UK Government Energy Strategy backs plans for new nuclear plant on Anglesey
The UK Government says it aims to speed up plans for a new nuclear power station on Anglesey “as soon as possible this decade” as part of its newly-announced Energy Strategy.
Ministers say the plan to increase Britain’s nuclear capacity could mean up to eight new reactors are built, including the project at Wylfa.
A government agency to be called “Great British Nuclear” is being set up to develop the projects with “substantial funding.”
The strategy also includes the aim of increasing the number of offshore wind farms and licensing new North Sea oil and gas projects.
But it has been criticised by environmental campaigners for failing to deal with short-term energy problems without making the changes needed to end dependence on nuclear and fossil fuels.
Boris Johnson said that the strategy sets out “bold plans to scale up and accelerate affordable, clean and secure energy made in Britain, for Britain – from new nuclear to offshore wind – in the decade ahead.
Energy generation ended at the previous Wylfa power station on Anglesey in 2015. Subsequent plans to build a new plant known as Wylfa Newydd or Wylfa B, collapsed in 2020 when the Japanese company behind it pulled out.
Two American companies, Westinghouse and Bechtel, have been in talks with the UK Government to revive the project.

> GIVEN RECORDS:

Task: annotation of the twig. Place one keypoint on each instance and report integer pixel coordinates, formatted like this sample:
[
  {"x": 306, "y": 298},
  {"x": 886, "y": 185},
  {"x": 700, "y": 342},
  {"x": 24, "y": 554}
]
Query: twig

> TASK TO CARRY OUT:
Continue the article on the UK Energy Strategy and the proposed Anglesey nuclear plant, beginning after its final sentence. The listing is separate material and has no connection to the article on the Wylfa nuclear plant.

> RESPONSE FOR THIS EXERCISE:
Welsh Secretary Simon Hart is meeting the firms on Thursday as he visits the Vogtle nuclear power plant which they’re building in Georgia.
The news has been welcomed by the nuclear industry.
According to Tom Greatrex, the Chief Executive of the UK Nuclear Industry Association: “The new nuclear target of 24GW by 2050 is a vital step forward for UK energy security and our net zero future. Investing in fleets of large and small scale stations is essential to securing clean, affordable, British power which will work alongside renewables to cut our dependence on gas.
“This investment will also create tens of thousands of jobs across the country and revitalise a world class skills base right here in Britain. The ambition and determination to do much more and quicker is very welcome.”
However environmental campaigners have been critical.
Neil Crumpton from the group People Against Wylfa B (PAWB) has criticised the new emphasis on nuclear.
“The Prime Minister should not be making 'gung-ho' comments about 'taking bets on nuclear power’.
“It is a complex and radio-toxic technology. The UK should be showing the world how wind and solar energy, when backed-up by hydrogen-fired power stations, would provide reliable electricity to consumers no matter what the weather or season.”
Greenpeace has criticised the strategy for prioritising nuclear power which it calls “an eye-wateringly expensive and unreliable form of energy.”
The group’s Head of Policy Rebecca Newsom said, “the government could have chosen to power ahead with quick, cost-effective and fair solutions like taxing oil and gas companies’ mega-profits, investing more to cut energy waste from homes, and unblocking planning barriers for cheap and popular onshore wind.
“Instead, while there are some improvements on renewables targets, they have prioritised slow solutions, dishing out rewards to vested interests in the nuclear and the oil and gas industries, which won't tackle the cost of living crisis or reduce our dependence on gas.